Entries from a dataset
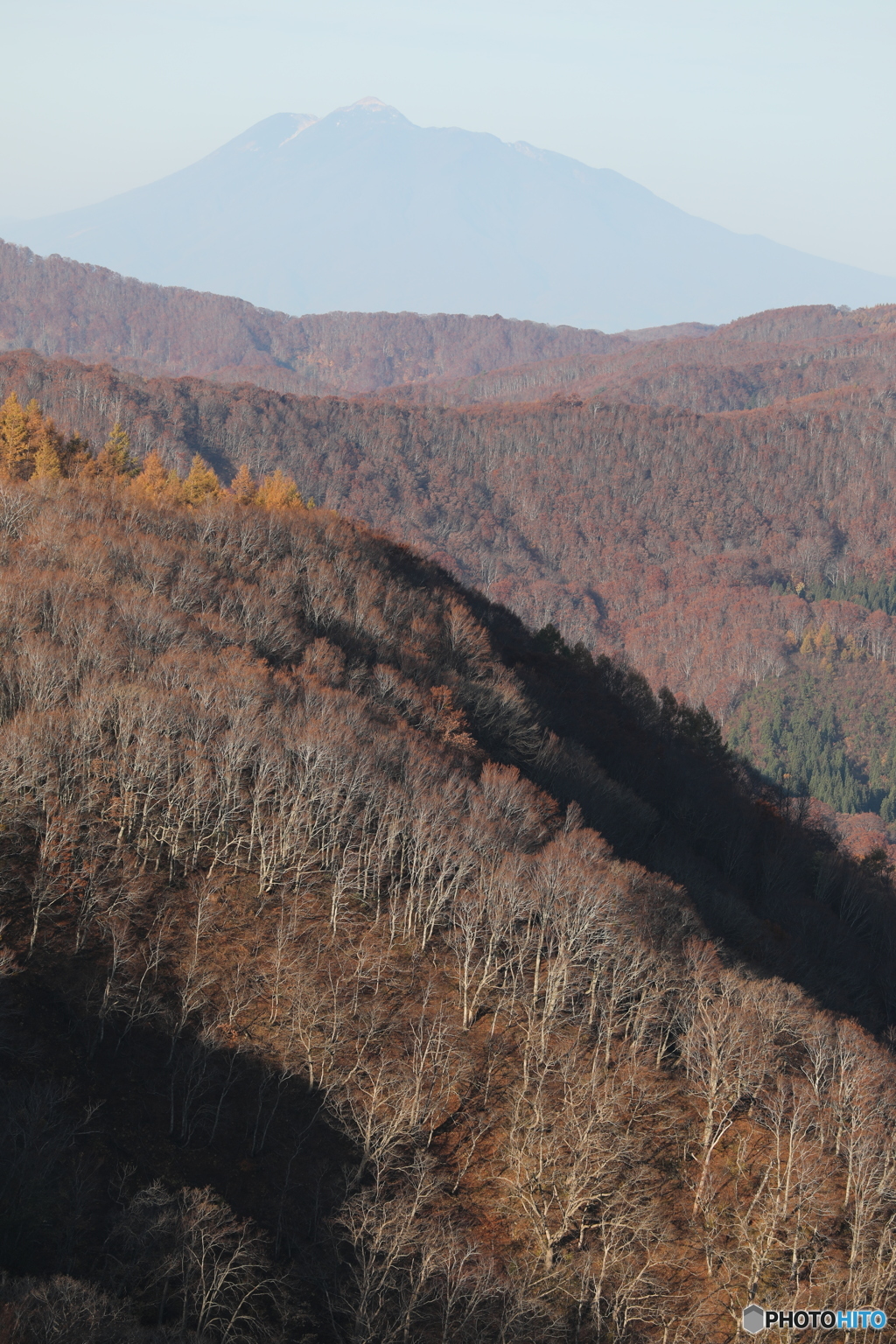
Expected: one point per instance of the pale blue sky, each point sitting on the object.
(766, 116)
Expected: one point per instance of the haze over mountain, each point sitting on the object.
(60, 306)
(363, 210)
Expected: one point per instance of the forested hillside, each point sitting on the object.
(375, 970)
(752, 361)
(690, 542)
(60, 306)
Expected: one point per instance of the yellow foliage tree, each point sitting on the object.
(14, 437)
(46, 464)
(152, 483)
(278, 491)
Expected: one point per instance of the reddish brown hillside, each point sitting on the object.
(60, 306)
(754, 361)
(654, 531)
(346, 998)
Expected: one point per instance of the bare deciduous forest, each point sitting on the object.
(376, 970)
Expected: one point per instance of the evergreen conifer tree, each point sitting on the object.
(243, 486)
(115, 458)
(200, 484)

Job: Quote the data above verbatim from the line containing "Expected: one point per instance of the bare" through the end of the data.

Written response:
Expected: one point per instance of the bare deciduous forest, each point sitting on the object.
(376, 970)
Expected: one point per instance of the evergreen conifer tree, each point sitting on the object.
(243, 486)
(115, 458)
(200, 484)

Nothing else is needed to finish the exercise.